Yönerge 1:
Kiralık işçilik yazısına dayanarak şu soruları yanıtlayın.
(a) Mektubu yazan Ahmet Bey kaç yaşındadır?
(b) Kiralık işçilik yasasını hangi iki parti çıkarmıştır?
(c) Ahmet Bey'in 2009'da dökümcü metal işçisi olarak brüt saat ücreti ne kadardı?

Metin parçası:

******

Damdan düşenin halinden damdan düşen anlarmış. Damdan düşmek istemeyenlerin damdan düşenlerin uyarılarına kulak vermesinde büyük yarar var. Geçen hafta yazdığım “Kiralık işçilik: İnsan onuruna saldırı” başlıklı yazım üzerine kendi ifadesiyle “40 yıllık Almancı” Ahmet Bey’den bir e-posta aldım. Almanya’da kiralık işçilik uygulamasının vahametini ortaya koyan bu mektup, Türkiye’de işçileri bekleyen tehlikenin boyutlarını da göz önüne seriyor. İşte 40 yıllık Almancı ve son yılların kiralık işçisi Ahmet Bey’in kiralık işçilik üstüne feryadı:
“Almanya’dan selam,
Kiralık işçilik hakkındaki yazınızı okudum. Ben de kiralık işçilikten sonra Almanya’da yok olan insanlık onurunu yazayım dedim.
Yaşım 45. 40 senelik Almancıyım. Burada büyüdüm, burada okudum ve burada sürünmekteyim. Alman Sosyal Demokrat Partisi ile Yeşiller Partisi 2002/2003 senesinde kiralık işçilik yasasını çıkarttı. Agenda Politika 2010 yasası ile sözde işsizliği önlemekti amaçları. Ama esas amaçları sonradan belli oldu.
Benim saat ücretim dökümcü metal isçisi olarak 2009’da 15,70€ brüt iken, 2010’da işsiz kalınca kiralık işçi firmaları tarafından bana teklif edilen para 7€ idi. İnanın 7€. “Ya kabul edersin ya da sosyal yardımı keseriz” diye tehdit ettiler. 2004 senesinde ortalama 6,85€ brüt olan kiralık işçi saat ücreti, şu an 2016 senesinde ortalama 8,8€ brüt oldu. Yani 12 senede saat ücreti 1,95€ brüt arttı.

******

Verilen veriler:
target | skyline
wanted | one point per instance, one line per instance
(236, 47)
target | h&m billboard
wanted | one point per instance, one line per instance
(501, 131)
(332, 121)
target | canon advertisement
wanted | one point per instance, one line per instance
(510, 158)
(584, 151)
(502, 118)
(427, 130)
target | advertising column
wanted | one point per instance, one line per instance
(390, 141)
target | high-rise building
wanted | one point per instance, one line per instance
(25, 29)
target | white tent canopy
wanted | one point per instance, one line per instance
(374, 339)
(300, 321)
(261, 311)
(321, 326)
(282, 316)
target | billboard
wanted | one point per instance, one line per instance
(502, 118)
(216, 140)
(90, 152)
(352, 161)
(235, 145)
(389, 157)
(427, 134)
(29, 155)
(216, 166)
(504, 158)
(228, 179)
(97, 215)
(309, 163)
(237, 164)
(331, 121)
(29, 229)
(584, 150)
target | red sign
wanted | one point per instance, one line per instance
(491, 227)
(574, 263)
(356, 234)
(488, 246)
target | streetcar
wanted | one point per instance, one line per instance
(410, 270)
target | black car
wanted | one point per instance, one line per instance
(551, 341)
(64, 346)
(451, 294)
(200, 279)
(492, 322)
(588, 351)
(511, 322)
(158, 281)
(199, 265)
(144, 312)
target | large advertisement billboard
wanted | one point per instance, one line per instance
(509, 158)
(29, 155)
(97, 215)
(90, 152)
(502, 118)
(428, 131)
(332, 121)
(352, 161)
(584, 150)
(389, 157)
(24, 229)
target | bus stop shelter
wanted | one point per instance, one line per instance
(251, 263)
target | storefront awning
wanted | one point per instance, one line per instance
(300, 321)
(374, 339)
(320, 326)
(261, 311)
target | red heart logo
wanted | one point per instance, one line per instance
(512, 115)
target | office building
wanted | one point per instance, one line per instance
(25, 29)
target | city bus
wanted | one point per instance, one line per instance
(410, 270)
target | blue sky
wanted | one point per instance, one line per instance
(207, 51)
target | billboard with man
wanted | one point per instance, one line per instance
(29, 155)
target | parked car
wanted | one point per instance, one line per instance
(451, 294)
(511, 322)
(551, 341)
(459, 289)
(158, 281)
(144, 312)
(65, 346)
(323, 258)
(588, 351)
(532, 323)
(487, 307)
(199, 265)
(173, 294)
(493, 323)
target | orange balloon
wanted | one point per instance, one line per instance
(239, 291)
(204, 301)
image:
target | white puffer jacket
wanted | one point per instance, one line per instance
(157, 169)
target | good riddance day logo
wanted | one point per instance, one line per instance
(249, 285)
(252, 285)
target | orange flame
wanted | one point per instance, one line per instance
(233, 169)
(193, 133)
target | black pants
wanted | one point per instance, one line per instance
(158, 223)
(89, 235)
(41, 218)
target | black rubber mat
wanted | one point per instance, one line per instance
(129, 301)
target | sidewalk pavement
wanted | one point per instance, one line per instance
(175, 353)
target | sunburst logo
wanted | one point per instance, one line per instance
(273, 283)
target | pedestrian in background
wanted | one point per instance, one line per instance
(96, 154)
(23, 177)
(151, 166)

******

Yönerge 2: Yukarıdaki satırlardan "advertisement" sözcüğünü içerenlerin hepsini değiştirmeden gösterin.

Sonuç 1:
(a) 45 yaşındadır.
(b) Alman Sosyal Demokrat Partisi ile Yeşiller Partisi.
(c) 15,70€ brüt.

Sonuç 2:
target | canon advertisement
target | large advertisement billboard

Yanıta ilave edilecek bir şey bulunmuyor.